Goal of the exercise:
Copy out the lines below word for word, every one of them, and leave the pictures out of your copy.

Available records:
* * * * * * *

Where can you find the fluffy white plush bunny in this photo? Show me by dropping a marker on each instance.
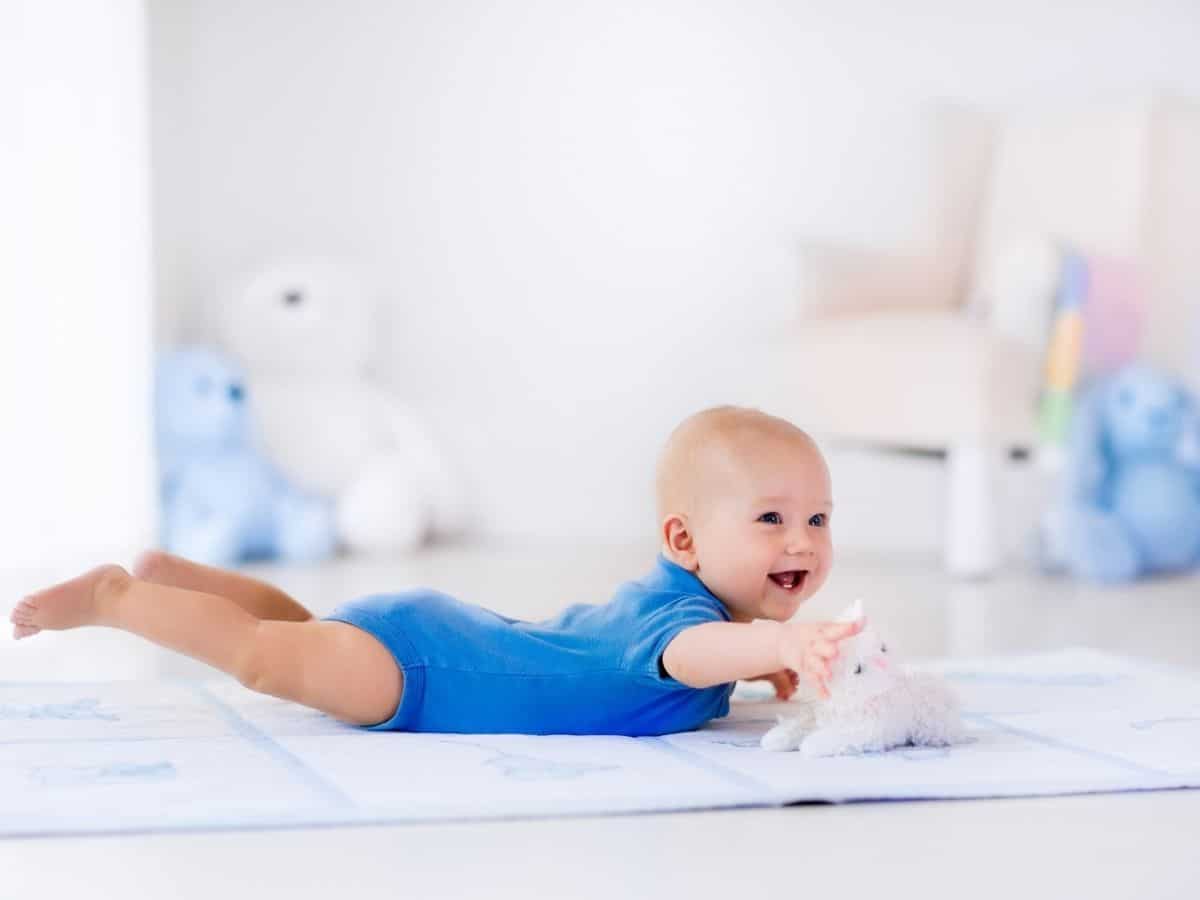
(875, 705)
(304, 333)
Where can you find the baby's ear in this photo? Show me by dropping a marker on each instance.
(853, 612)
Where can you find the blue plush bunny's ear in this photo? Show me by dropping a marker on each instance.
(1189, 435)
(1089, 456)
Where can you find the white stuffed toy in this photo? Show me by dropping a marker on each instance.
(875, 705)
(304, 333)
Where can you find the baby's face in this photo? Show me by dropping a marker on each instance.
(762, 540)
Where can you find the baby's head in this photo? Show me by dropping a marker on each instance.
(744, 502)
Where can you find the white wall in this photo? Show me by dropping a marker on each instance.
(76, 463)
(579, 211)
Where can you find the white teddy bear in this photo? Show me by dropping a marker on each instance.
(875, 705)
(304, 333)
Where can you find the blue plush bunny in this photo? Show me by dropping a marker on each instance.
(1131, 499)
(221, 502)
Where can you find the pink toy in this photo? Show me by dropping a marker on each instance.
(875, 705)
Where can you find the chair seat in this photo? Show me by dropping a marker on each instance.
(925, 379)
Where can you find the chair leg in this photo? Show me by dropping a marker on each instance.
(971, 546)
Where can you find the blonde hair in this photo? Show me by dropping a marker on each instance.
(707, 441)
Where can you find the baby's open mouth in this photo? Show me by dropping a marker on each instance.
(791, 580)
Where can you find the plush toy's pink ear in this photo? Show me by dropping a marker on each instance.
(852, 613)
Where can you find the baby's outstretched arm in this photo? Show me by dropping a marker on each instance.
(329, 666)
(723, 652)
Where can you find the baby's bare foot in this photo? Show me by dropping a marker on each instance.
(85, 600)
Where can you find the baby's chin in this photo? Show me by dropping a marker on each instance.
(780, 609)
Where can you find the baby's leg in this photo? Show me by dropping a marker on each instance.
(329, 666)
(259, 599)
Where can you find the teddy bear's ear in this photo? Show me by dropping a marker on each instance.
(852, 613)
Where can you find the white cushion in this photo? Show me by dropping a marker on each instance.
(921, 379)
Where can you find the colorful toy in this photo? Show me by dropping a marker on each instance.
(1129, 503)
(875, 705)
(221, 502)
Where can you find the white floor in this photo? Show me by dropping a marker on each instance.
(1098, 846)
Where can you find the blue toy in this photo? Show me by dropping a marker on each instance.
(1131, 498)
(222, 503)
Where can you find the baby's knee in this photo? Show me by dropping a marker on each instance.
(256, 666)
(148, 564)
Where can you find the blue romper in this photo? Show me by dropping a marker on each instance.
(592, 670)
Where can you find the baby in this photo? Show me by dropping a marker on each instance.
(744, 505)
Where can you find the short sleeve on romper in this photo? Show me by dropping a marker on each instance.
(660, 628)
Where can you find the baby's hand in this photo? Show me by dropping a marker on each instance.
(809, 647)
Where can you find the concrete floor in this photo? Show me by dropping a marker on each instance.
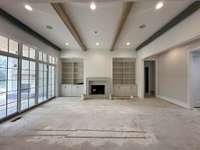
(72, 124)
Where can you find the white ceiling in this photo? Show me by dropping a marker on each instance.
(104, 20)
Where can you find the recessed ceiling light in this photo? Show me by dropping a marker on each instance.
(142, 26)
(49, 27)
(128, 43)
(92, 5)
(28, 7)
(159, 5)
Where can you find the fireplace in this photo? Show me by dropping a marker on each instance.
(97, 89)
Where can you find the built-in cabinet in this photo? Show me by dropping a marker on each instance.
(124, 77)
(72, 77)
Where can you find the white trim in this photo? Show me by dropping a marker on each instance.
(174, 101)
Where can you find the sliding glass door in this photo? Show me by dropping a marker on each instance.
(8, 85)
(27, 77)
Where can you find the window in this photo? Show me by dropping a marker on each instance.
(51, 81)
(3, 44)
(13, 47)
(28, 84)
(40, 56)
(25, 51)
(18, 83)
(32, 53)
(44, 57)
(42, 88)
(8, 85)
(28, 52)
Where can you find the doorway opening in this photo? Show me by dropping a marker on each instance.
(149, 78)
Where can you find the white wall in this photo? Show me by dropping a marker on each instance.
(185, 31)
(172, 76)
(11, 31)
(98, 62)
(195, 79)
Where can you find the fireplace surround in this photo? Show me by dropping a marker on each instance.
(98, 87)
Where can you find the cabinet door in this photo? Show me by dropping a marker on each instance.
(74, 89)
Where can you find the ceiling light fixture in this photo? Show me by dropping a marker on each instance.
(28, 7)
(97, 44)
(159, 5)
(49, 27)
(128, 44)
(92, 5)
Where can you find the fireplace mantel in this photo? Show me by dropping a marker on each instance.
(98, 81)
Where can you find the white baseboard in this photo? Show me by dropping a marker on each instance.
(171, 100)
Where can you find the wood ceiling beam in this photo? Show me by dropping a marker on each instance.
(68, 23)
(27, 29)
(127, 6)
(176, 20)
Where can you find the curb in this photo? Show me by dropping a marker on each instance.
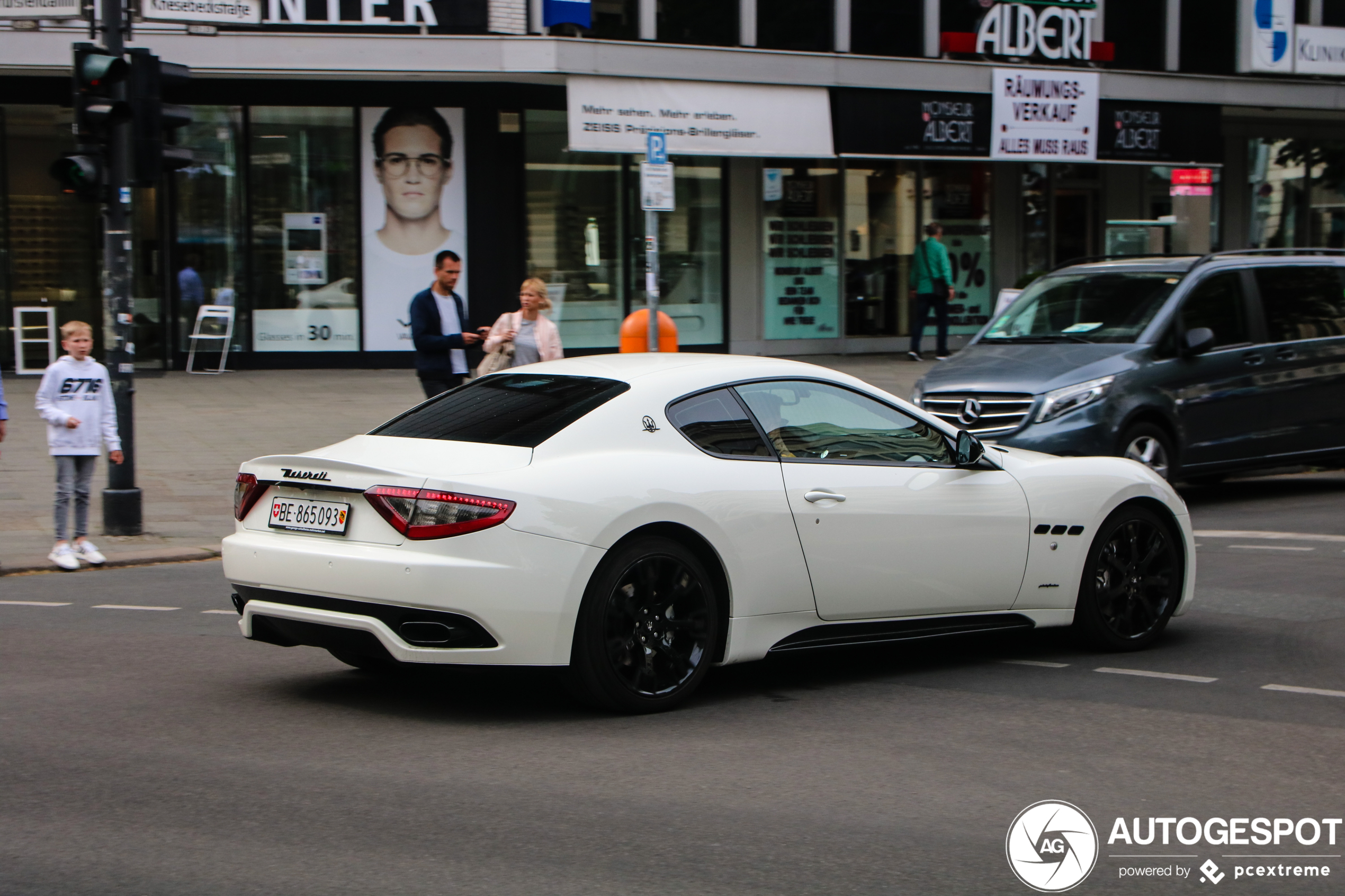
(128, 559)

* * * * * * *

Answer:
Where can you find the fluffy white plush bunny in this photo? Show me by dropping a marker on each instance.
(875, 705)
(304, 333)
Where can you find the baby's ear in this photo? Show me by dropping a marker on each instance.
(853, 612)
Where can you find the blue plush bunny's ear in this photo? Show me by dropping a marker on each instance.
(1189, 435)
(1089, 456)
Where can you find the white stuffed toy in this photo? Show me by dropping a marker on each instance.
(875, 705)
(304, 333)
Where can you find the baby's face in this photo? Show me by dropping a marker on each instance.
(762, 540)
Where can you find the baby's head in this photo? Show me by dropping a marker on each instance.
(744, 502)
Where can you find the white wall in this photo? Show me by dropping a marker on each instance.
(76, 463)
(579, 211)
Where can you find the white teddy bear in this photo? Show me by dropping a marker on each instance.
(875, 705)
(304, 333)
Where can you find the blue plush bunny in this photo? Show me by dropping a marker on each instance.
(1131, 499)
(221, 502)
Where can you find the pink toy in this photo? Show me by dropping a marker on each instance.
(875, 705)
Where can you find the chair seat in this photo? Show me by dropping a marker on each instance.
(925, 379)
Where can you find the chair leg in this photo? Show me by dropping a marker on each instance.
(971, 546)
Where can you find the blonde hair in this photo? Show me by dropping a marker on each instance.
(707, 441)
Where can you find the baby's open mouth in this photo? Show me by dropping a marker on each instance.
(791, 580)
Where can you find the plush toy's pink ear in this photo? Show me by dropping a marker on each instance.
(852, 613)
Where can you find the baby's outstretched arm in this photo? Show me by dropping a marker on each instance.
(329, 666)
(723, 652)
Where can you find the baby's bare foot in this photo? Show me by dropping a marker on each instance.
(85, 600)
Where can you find the baby's chin in this photo? Show me by dropping a marker on each instance.
(780, 609)
Where can you find the baby's leg in this photo? Show me by dropping a marker on each instance.
(329, 666)
(259, 599)
Where can you find the teddy bear's ear in this photo? Show me by dropping a marker on each instance.
(852, 613)
Where can you find the white cushion in this photo? Show me by dropping a marker on each instance.
(921, 379)
Where can you find the colorful toy in this photo? Show me by dropping a marker on each instance.
(1129, 503)
(875, 705)
(221, 502)
Where can you find the white floor in this photo? Show me by dropping a marker on each instance.
(1098, 846)
Where can you find the blue toy in this photo? Show me by dropping a marker on each instance.
(1131, 498)
(222, 503)
Where can you find the baby's knee in this photo? Show me by dropping a marker on each instance.
(256, 666)
(148, 564)
Where can you find the blue romper in this photo? Show me by dropping a marker on each instance.
(592, 670)
Where can you find the baby in this photo? Show me by dropping a marker on each instance.
(744, 505)
Where can you find the short sleeve on romper in this photo? Show me by dropping a marker on each instance.
(660, 628)
Where can you find the baby's hand in this photo? Show me by dropping a marker on each instance.
(809, 647)
Where can you find the concrete floor in this photo? Show me by dropping a marker on each instance.
(72, 124)
Where can you find the white ceiling in this photo? Show me by dropping a marker on each instance.
(104, 20)
Where can you find the recessed ceiling light in this photo? Show me by dropping a marker on each instance.
(142, 26)
(49, 27)
(128, 43)
(92, 5)
(28, 7)
(159, 5)
Where can you find the fireplace in this photo? Show me by dropping a marker on each instance.
(97, 89)
Where can you find the built-in cabinet in this photo? Show me by dropping a marker on each instance.
(124, 77)
(72, 77)
Where can you find the white trim in this photo? Show me by dropping a marker on each instance.
(174, 101)
Where can you find the sliding glass door in this photo? Show me by dropping a marker on each instance.
(8, 85)
(27, 77)
Where can you find the window in this photo? Show me by dropping a marker on each instance.
(51, 81)
(3, 44)
(13, 47)
(28, 84)
(40, 56)
(25, 51)
(18, 83)
(32, 53)
(44, 57)
(42, 88)
(8, 85)
(28, 52)
Where can you find the doorway opening in this photo? Show me by dropping a marker on each instance.
(149, 78)
Where can you find the white wall in this photo? Show me by dropping a marker on each instance.
(185, 31)
(172, 76)
(11, 31)
(98, 62)
(195, 79)
Where can you find the fireplace surround in this photo? Show me by dropping a marker on each instance.
(98, 87)
Where can you find the cabinet door in this photo? Show me by dropping a marker on each instance.
(74, 89)
Where can you find the ceiling light fixture in this photo? Show me by dropping a marker on each instance.
(28, 7)
(97, 44)
(159, 5)
(49, 27)
(128, 44)
(92, 5)
Where can you find the fireplace mantel in this photo? Show me by dropping a marker on each instance.
(98, 81)
Where can you find the white baseboard in this photo? Show me by dropping a marker on each instance.
(171, 100)
Where can you find the wood ceiling beam in this photo? Show me by dropping a marker on each instance.
(68, 23)
(27, 29)
(127, 6)
(176, 20)
Where can you find the curb in this photo? Show me by dropping a marker on each instance.
(128, 559)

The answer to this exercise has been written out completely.